Supplied passage:
A group of machine learning tasks and techniques known as "semi-supervised learning" combine 
labeled with unlabeled samples for training, frequently combining a little amount of labeled samples with a 
large number of unlabeled samples. Semi-supervised learning way lies in the middle between supervised and 
unsupervised learning. Numerous machine learning researchers have demonstrated that integrating small 
amounts of labeled data with unlabeled data can dramatically improve learning accuracy compared to 
unsupervised learning without the time and expense of supervised learning. The general rule is first explored 
using labeled data in a semi-supervised learning process, and then the rule is applied to infer unmarked data. 
The machine learning algorithm that is enhanced for intrusion detection [7]. 

The primary goal of this work is to locate an appropriate method for classifying DDoS attacks by making 
use of semi-supervised learning and basing it on a global DDoS dataset. In addition to locating the most effective 
centroids for application in the offensive classification. The following are some of the benefits of our proposed 
algorithm over earlier detection solutions using supervised learning and unsupervised learning approaches: 1)

Records:
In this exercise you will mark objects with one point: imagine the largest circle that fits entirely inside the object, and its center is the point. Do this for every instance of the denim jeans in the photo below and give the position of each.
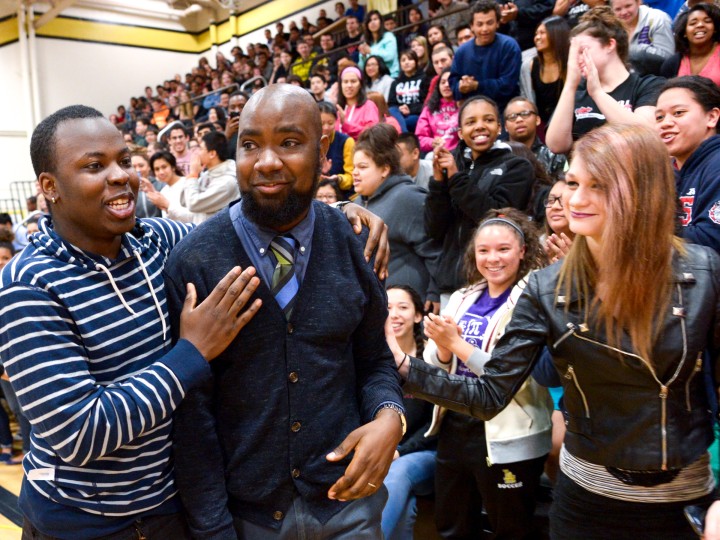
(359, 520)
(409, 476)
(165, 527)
--
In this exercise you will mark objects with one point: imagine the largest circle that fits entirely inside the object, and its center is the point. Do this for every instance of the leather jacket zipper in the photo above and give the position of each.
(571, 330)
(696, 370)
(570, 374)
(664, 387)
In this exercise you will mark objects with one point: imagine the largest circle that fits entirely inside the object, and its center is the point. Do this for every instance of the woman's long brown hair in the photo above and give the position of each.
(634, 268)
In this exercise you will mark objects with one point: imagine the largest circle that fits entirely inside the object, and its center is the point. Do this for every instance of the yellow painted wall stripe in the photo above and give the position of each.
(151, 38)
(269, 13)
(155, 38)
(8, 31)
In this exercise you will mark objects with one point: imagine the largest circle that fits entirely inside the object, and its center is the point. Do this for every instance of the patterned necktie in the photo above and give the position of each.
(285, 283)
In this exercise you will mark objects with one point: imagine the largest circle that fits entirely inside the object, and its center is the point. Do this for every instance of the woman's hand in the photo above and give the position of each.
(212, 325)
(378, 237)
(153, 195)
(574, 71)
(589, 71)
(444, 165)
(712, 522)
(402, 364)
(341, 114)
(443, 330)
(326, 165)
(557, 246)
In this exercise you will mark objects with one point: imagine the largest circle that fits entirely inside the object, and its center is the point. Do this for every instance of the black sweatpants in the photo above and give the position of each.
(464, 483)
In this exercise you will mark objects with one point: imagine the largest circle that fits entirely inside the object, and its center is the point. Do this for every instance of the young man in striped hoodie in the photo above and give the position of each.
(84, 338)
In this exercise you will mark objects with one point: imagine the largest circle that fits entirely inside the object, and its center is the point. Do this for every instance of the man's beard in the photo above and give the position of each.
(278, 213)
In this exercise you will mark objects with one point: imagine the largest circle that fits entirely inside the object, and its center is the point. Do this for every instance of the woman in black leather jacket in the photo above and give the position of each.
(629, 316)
--
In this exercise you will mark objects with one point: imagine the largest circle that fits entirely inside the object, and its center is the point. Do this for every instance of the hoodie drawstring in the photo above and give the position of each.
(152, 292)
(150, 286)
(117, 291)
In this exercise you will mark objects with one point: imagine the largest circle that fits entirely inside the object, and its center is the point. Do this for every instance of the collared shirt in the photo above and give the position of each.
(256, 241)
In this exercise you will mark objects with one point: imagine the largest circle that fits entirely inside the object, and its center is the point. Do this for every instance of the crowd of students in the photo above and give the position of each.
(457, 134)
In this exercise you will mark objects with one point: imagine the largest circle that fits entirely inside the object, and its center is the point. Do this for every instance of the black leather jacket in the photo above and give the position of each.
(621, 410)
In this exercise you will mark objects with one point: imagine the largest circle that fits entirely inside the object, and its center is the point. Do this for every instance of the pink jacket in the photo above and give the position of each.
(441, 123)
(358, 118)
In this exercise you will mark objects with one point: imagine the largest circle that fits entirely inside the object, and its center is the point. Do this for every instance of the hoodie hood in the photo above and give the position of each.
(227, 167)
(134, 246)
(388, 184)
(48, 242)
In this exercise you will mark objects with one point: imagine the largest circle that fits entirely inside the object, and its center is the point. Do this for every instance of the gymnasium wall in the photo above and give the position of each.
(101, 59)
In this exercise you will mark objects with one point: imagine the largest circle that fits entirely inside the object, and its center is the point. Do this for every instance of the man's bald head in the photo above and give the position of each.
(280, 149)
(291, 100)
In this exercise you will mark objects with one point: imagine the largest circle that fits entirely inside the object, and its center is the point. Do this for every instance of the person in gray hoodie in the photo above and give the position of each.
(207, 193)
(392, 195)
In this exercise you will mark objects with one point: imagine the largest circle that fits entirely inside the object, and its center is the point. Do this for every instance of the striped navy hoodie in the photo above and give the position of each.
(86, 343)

Task goal: Copy word for word the part of the passage on semi-supervised learning from "The machine learning" to "learning approaches: 1)". You won't need any of the data to do this.

Exercise solution:
The machine learning algorithm that is enhanced for intrusion detection [7]. 

The primary goal of this work is to locate an appropriate method for classifying DDoS attacks by making 
use of semi-supervised learning and basing it on a global DDoS dataset. In addition to locating the most effective 
centroids for application in the offensive classification. The following are some of the benefits of our proposed 
algorithm over earlier detection solutions using supervised learning and unsupervised learning approaches: 1)